REQUIRED TASK 1
In the blog posts on the 2008 Democratic primaries, what share of the South Carolina vote did African-Americans make up?

GIVEN PASSAGE
--- START ---

Sunday, January 27, 2008

Obama may have won the battle, but the war?

To senior political editor Vaughn Ververs, the numbers behind the numbers tell the real story. Divisive racial politics may have helped Obama carry South Carolina, where African-Americans were 53% of the vote. But the same divide will cost Obama dearly on Super Tuesday, when the white Democratic majority registers its opinion. According to Vevers:

"Not presidential" is how former Senate Majority Leader Tom Daschle described Bill Clinton's behavior on the campaign trail of late. All the same, it may be effective. Clinton's campaign is aimed at capturing voters who make up a huge part of the Democratic demographic: Middle class, white, female, older. Those are the voters who may shy away from backing a "black" candidate, as they have in earlier contests in this race. Despite his huge margin of victory, Obama captured just a quarter of white voters [emphasis added].

And the nasty tactics had another purpose - to knock the candidate of "hope" off the mountaintop and down into the gutters of hardball politics. Forcing the man who has sought to connect himself to the legacy of inspirational leaders of the nation's past (he announced his candidacy in the shadow of Abraham Lincoln) to trade blows and accusations with Bill Clinton on the divisive issue of race only serves to muddy both. And there's some evidence that it worked. Fifty-eight percent of South Carolina voters said they felt Obama unfairly attacked Clinton during the campaign.

Sunday, January 20, 2008

Clinton: “Winning Ugly”

Michael Tomasky, editor of Guardian America, supplied the title of this blog item. Tomasky has this to say about Clinton’s victory over Obama in Nevada yesterday:

[Bill Clinton] campaigned against a fellow Democrat no differently than if Obama had been Newt Gingrich. The Clinton campaign may conclude that, numerically and on balance, Bill helped. But, trust me, to the thousands of committed progressives who supported him when he really needed it, who went to the mat for him at his moment of (largely self-inflicted) crisis but who now happen to be supporting someone other than his wife, he's done himself a tremendous amount of damage.

The final price of victory is the splintering of base Democratic voters. African Americans solidified behind Obama, 79-18%. Hispanics, behind Clinton, 64-23%. Young voters went heavily for Obama. Old voters heavily for Clinton. These divisions threaten to flower into schisms. There will be plenty of time to put the pieces back together. But. . .

--- END ---

REQUIRED TASK 2
Give the lines of the records from the line containing "of the glass" through the end of the records, inclusive, as a JSON list of strings with one string per line and blank lines left out.

EXTRACTED ENTRIES
--- START ---

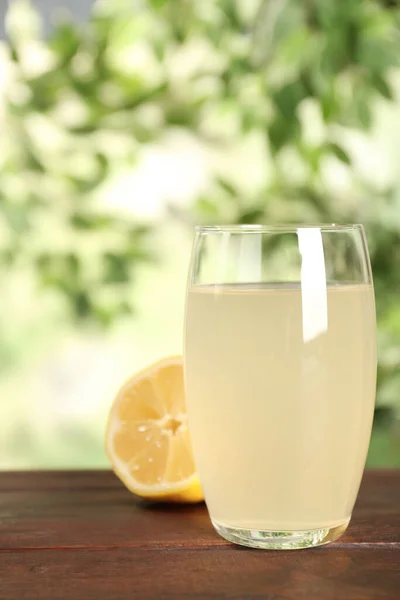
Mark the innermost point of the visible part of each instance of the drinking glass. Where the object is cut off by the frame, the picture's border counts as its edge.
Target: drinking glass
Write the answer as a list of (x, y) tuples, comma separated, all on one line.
[(280, 375)]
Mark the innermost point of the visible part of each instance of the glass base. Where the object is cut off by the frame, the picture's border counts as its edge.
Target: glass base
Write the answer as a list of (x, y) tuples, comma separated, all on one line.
[(280, 540)]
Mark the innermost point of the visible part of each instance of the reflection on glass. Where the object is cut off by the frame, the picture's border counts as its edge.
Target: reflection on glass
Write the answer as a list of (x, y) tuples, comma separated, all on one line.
[(280, 368)]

--- END ---

OUTPUT 1
African-Americans made up 53% of the vote in South Carolina.

OUTPUT 2
[
  "Mark the innermost point of the visible part of each instance of the glass base. Where the object is cut off by the frame, the picture's border counts as its edge.",
  "Target: glass base",
  "Write the answer as a list of (x, y) tuples, comma separated, all on one line.",
  "[(280, 540)]",
  "Mark the innermost point of the visible part of each instance of the reflection on glass. Where the object is cut off by the frame, the picture's border counts as its edge.",
  "Target: reflection on glass",
  "Write the answer as a list of (x, y) tuples, comma separated, all on one line.",
  "[(280, 368)]"
]